§ READING TEXT
= Beginning of Section =
# Carribean Ports- Refugees Comandeering your boat



## ScrimpAndSail (Jul 10, 2007)

Americans would never be allowed into Cuban waters. But what about Haiti And the Dominican Republic. Are there areas/islands in the carribean that you should avoid for worry of hijack or piracy?


----------



## Chuteman (May 23, 2006)

S&S:
Remembered this incident...........
http://www.noonsite.com/Members/doina/R2007-01-31-1

Haiti is well known for SOME citizens attempting illegal entry into other countries via the sea plus SOME citizens using crime as their means of support. It is the poorest country in the western hemisphere.

When sailing Belize, heard stories of pirates from the south (Honduras if I remember correctly) hitting local fishing boats taking everything & throwing the crews overboard.

Noonsite does a pretty good job of reporting, tracking & digging into incidents.
= End of Section =
§ USING THE INFORMATION
a: In the forum thread, replace "piracy" with "robbery" and write out the passage starting with "# Carribean Ports- Refugees" and going on through "(May 23, 2006)".
b: State whether each statement agrees with the forum thread, answering yes or no and quoting the words that decide it: (i) Haiti is called the poorest country in the western hemisphere. (ii) The stories of pirates were heard while sailing Honduras. (iii) Noonsite is said to do a poor job of reporting incidents.
Use nothing but the forum thread as your source.

§ SUPPLIED DATA
= Beginning of Section =
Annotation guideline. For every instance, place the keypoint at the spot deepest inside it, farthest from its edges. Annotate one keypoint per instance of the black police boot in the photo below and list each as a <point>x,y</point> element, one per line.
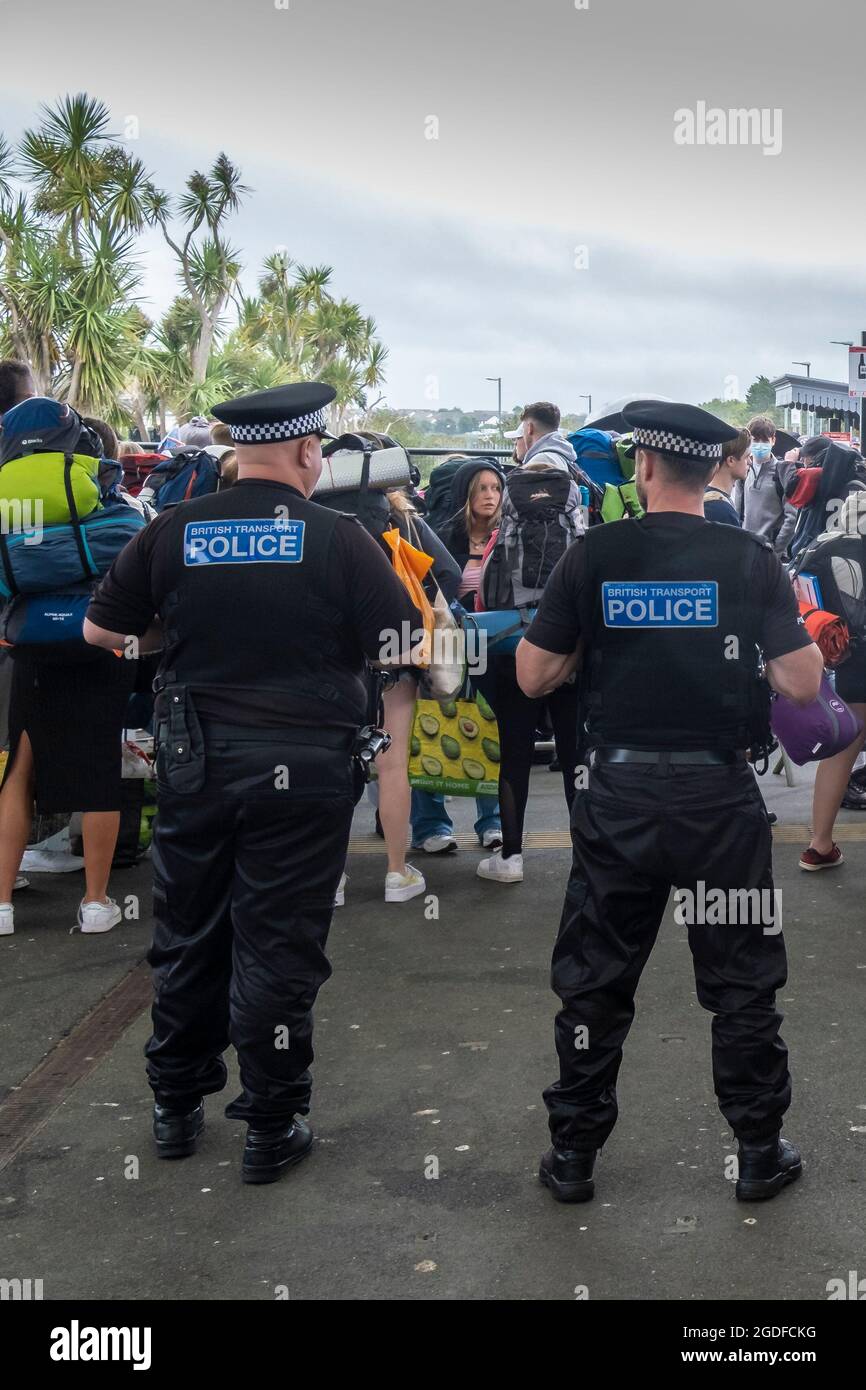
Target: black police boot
<point>766,1168</point>
<point>175,1133</point>
<point>270,1153</point>
<point>569,1175</point>
<point>855,795</point>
= End of Section =
§ TASK-BY-TASK SOLUTIONS
a:
# Carribean Ports- Refugees Comandeering your boat



## ScrimpAndSail (Jul 10, 2007)

Americans would never be allowed into Cuban waters. But what about Haiti And the Dominican Republic. Are there areas/islands in the carribean that you should avoid for worry of hijack or robbery?


----------



## Chuteman (May 23, 2006)

b:
(i) Yes: "It is the poorest country in the western hemisphere."
(ii) No: "When sailing Belize, heard stories of pirates from the south (Honduras if I remember correctly)"
(iii) No: "Noonsite does a pretty good job of reporting, tracking & digging into incidents."